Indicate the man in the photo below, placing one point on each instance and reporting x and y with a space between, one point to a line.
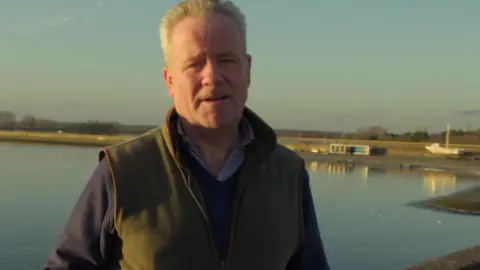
211 189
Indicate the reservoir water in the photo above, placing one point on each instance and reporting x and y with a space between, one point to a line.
363 214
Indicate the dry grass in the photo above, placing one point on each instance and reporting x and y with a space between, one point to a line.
61 138
390 145
393 147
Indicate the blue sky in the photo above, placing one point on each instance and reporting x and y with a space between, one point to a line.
334 65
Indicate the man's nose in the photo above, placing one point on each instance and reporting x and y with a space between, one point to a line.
212 73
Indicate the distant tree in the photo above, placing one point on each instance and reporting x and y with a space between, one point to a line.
28 122
7 120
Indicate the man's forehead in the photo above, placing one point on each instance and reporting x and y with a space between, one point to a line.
208 35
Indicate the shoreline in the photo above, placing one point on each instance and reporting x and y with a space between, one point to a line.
400 155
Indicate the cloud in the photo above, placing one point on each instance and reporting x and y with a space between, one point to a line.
472 112
60 21
35 26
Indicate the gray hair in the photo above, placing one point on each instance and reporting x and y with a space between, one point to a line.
192 8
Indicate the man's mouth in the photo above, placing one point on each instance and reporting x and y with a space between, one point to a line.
216 98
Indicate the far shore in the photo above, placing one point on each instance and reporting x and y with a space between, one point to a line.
397 153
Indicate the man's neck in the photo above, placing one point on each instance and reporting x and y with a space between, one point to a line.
215 145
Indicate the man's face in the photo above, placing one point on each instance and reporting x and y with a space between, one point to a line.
208 72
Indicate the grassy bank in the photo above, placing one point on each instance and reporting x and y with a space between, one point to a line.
61 138
297 144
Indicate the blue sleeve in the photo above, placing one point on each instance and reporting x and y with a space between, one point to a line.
89 231
311 254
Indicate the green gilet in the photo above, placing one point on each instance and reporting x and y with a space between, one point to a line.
160 214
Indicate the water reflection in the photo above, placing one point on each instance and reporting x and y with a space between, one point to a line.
434 182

____________

WRITTEN EXERCISE: Please write out all of the lines above again, swapping "green gilet" for "green vest" and keeping everything else unchanged. Leave the pictures out of your answer.

RESULT OF THIS EXERCISE:
Indicate the man in the photo below, placing one point on each instance and reporting x and y with a space between, one point to a line.
211 189
Indicate the reservoir water in the photo above, placing one point on each instance and reporting x and y with a space between, one point to a line.
363 214
Indicate the dry grass in the photo above, placing one point on each instance and reporting x and y with a space between, one point to a line.
61 138
390 145
393 147
Indicate the blue sky in the photo above, placing one point on each instance and reporting x and y with a space between, one point to a line.
334 65
Indicate the man's nose in the photo above, placing one point on each instance and reporting x and y with a space between, one point to a line.
212 73
Indicate the distant tree in the photo above, placing one point on each instance and reporting x and y with a space between, one point to a line.
28 122
7 120
Indicate the man's forehead in the photo above, placing one point on each instance and reporting x and y with a space between, one point to a line.
208 35
Indicate the shoreline in the photo above, placing one point on each instance and reporting x and y with a space between, one point to a line.
400 155
Indicate the cloud in the photo above, placing one point on each instance and reporting x and y with a space between, one point to a line.
472 112
60 21
35 26
Indicate the gray hair in the photo above, placing one point on each instance and reporting x and y with a space between, one point to a line.
192 8
Indicate the man's mouth in the photo above, placing one point on each instance and reporting x and y with a space between, one point to a line.
216 98
Indicate the far shore in the photo above, placing one point on each instance and reporting x and y with a space between, one point to a line.
397 153
Indicate the man's neck in the photo above, placing one point on each instance and reporting x and y with a space between, one point to a line.
215 145
Indicate the man's face in the photo above, placing one point on each instance and reporting x and y with a space between, one point to a line.
208 72
Indicate the grassy bank in the photo above, placing one point on each instance and reporting x and y with a space between, one point to a line.
61 138
297 144
Indicate the blue sleeve in the photo above, placing one point on each instance and reporting x and y with a space between, one point to a line.
89 231
311 254
Indicate the green vest in the photo above, placing one point on each instance and reporting x and y with a space between, one point to a line.
160 214
Indicate the water reflection in the photo above, placing one point on each instance and reporting x and y with a space between, one point to a line.
434 182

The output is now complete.